Working data -
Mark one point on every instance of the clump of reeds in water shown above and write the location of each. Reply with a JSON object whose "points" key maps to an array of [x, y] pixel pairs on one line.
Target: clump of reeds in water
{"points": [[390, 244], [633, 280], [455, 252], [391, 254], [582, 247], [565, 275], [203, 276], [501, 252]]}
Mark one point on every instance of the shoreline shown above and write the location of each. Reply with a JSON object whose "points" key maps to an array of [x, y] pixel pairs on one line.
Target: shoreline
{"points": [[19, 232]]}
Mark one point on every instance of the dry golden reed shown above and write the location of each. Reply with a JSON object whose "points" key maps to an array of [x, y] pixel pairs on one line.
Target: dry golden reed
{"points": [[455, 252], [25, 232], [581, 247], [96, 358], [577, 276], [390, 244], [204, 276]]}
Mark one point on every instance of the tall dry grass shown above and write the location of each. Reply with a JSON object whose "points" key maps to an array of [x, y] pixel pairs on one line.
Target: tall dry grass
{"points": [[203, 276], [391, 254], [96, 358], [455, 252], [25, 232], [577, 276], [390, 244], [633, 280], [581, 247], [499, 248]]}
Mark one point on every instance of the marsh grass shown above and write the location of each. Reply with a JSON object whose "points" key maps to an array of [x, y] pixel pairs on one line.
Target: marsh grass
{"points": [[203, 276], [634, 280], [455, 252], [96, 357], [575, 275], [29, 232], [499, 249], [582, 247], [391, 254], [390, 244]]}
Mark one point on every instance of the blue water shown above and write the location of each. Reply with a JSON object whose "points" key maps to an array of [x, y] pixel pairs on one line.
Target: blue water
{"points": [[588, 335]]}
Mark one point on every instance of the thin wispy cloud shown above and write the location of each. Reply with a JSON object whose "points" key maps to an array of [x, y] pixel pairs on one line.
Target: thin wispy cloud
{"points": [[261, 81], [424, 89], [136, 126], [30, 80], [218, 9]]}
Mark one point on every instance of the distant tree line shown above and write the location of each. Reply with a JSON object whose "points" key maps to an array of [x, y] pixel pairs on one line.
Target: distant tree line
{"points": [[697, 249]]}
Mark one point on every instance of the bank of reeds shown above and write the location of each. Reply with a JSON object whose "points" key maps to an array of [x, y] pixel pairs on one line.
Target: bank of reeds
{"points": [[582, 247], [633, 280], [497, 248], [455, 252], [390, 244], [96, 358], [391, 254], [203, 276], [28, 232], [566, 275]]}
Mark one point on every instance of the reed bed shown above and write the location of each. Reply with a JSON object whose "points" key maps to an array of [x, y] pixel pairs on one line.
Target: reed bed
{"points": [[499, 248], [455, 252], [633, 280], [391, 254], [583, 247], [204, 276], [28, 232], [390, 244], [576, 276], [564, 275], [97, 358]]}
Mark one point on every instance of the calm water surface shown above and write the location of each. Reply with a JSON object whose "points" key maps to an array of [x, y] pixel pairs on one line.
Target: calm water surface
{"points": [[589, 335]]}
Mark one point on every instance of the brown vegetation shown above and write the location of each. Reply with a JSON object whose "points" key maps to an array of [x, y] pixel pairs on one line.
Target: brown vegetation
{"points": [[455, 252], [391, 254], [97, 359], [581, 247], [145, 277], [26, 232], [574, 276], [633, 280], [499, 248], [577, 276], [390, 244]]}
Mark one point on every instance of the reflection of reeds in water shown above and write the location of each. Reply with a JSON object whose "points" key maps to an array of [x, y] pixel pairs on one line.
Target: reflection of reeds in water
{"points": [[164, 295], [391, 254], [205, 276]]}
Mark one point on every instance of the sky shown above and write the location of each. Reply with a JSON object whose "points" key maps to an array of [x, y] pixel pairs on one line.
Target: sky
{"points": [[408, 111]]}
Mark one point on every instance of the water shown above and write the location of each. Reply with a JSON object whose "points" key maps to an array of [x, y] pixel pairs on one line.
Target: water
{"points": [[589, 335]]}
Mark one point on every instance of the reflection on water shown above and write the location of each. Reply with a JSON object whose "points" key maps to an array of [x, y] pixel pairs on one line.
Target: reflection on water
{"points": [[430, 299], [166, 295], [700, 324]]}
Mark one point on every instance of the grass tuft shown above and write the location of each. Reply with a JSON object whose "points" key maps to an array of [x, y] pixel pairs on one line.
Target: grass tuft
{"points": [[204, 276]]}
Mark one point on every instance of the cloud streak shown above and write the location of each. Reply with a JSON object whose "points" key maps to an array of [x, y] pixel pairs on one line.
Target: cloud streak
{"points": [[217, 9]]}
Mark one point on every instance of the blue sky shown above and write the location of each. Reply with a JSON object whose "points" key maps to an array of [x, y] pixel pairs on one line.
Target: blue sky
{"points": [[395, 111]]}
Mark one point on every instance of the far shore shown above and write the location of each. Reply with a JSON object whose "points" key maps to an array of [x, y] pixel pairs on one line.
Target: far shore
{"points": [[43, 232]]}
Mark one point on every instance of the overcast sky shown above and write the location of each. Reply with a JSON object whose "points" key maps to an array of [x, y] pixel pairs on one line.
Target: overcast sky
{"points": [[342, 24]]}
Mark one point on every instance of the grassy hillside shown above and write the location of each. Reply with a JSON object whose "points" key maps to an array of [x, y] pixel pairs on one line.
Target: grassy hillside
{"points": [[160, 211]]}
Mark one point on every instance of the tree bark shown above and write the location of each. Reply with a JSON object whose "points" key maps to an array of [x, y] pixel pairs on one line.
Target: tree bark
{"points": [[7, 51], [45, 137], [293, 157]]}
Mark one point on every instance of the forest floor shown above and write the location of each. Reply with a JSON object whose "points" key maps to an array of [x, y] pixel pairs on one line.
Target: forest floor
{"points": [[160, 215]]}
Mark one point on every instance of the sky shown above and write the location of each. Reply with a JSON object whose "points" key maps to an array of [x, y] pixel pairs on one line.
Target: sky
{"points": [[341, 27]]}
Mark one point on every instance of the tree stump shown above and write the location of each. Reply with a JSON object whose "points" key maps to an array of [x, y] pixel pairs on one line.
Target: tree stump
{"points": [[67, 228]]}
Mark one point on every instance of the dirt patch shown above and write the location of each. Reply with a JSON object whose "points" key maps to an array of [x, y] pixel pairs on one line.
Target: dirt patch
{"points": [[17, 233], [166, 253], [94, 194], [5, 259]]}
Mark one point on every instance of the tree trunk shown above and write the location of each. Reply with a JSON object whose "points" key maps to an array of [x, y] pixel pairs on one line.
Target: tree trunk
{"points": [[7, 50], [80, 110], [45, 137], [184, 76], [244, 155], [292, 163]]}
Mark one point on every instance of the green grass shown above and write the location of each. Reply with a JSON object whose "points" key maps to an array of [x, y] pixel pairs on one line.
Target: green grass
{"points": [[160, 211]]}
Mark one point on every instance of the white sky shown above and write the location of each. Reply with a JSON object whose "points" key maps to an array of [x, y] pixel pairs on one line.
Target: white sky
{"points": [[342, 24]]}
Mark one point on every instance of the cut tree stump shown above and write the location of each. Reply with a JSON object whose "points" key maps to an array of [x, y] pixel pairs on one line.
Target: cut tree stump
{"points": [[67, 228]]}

---

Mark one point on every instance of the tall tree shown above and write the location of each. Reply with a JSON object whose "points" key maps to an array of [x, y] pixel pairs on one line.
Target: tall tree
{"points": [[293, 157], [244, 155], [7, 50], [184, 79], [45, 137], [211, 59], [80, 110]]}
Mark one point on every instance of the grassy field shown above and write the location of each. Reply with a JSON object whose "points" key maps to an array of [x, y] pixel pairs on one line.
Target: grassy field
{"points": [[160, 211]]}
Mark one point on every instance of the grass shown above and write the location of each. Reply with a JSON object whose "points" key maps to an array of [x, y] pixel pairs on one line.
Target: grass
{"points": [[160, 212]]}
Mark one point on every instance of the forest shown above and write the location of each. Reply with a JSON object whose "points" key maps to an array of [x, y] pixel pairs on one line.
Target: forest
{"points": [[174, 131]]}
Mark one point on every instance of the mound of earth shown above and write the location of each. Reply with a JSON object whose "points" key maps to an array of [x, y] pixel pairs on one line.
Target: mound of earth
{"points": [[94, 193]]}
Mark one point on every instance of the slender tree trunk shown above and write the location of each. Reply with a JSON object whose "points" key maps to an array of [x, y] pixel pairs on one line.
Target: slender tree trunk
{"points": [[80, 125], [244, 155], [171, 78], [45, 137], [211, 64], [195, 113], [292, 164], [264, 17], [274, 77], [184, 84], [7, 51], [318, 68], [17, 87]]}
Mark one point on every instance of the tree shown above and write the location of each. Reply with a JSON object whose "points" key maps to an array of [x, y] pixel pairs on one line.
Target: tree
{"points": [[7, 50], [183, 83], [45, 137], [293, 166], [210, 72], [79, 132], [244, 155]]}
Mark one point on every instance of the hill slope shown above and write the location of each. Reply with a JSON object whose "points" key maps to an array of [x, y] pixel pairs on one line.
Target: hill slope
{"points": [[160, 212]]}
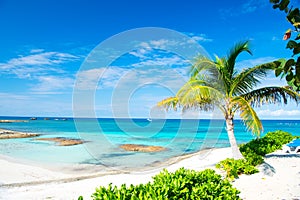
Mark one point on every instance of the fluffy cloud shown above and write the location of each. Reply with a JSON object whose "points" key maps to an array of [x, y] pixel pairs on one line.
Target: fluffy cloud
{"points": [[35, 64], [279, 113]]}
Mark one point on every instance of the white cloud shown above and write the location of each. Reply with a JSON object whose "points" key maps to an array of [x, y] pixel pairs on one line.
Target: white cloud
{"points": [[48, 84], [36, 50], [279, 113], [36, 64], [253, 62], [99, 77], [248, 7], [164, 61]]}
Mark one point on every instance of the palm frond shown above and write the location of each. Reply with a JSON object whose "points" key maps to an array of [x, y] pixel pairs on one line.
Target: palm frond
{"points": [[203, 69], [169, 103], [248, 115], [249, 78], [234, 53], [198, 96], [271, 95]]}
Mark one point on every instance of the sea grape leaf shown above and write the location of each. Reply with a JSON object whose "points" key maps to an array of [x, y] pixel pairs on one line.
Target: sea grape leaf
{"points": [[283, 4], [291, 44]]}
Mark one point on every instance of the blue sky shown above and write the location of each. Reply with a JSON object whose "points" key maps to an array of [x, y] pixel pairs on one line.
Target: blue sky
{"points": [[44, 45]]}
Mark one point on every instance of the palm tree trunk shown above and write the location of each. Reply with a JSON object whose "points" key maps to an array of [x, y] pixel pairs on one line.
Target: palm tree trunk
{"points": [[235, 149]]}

Directions for this task - Please list every line of the records above that holds the word "stump".

Solution to this problem -
Mark one point on every instance of the tree stump shown above and write the location of each. Reply with a JSON object whose "points" key maps to an array of [x, y] pixel pairs on one line.
Target: tree stump
Mark one point on every instance of the cut tree stump shown above and write the location of each. Reply with a JSON object whose "points" key maps to an array of [x, y] pixel pairs on one line.
Target: cut tree stump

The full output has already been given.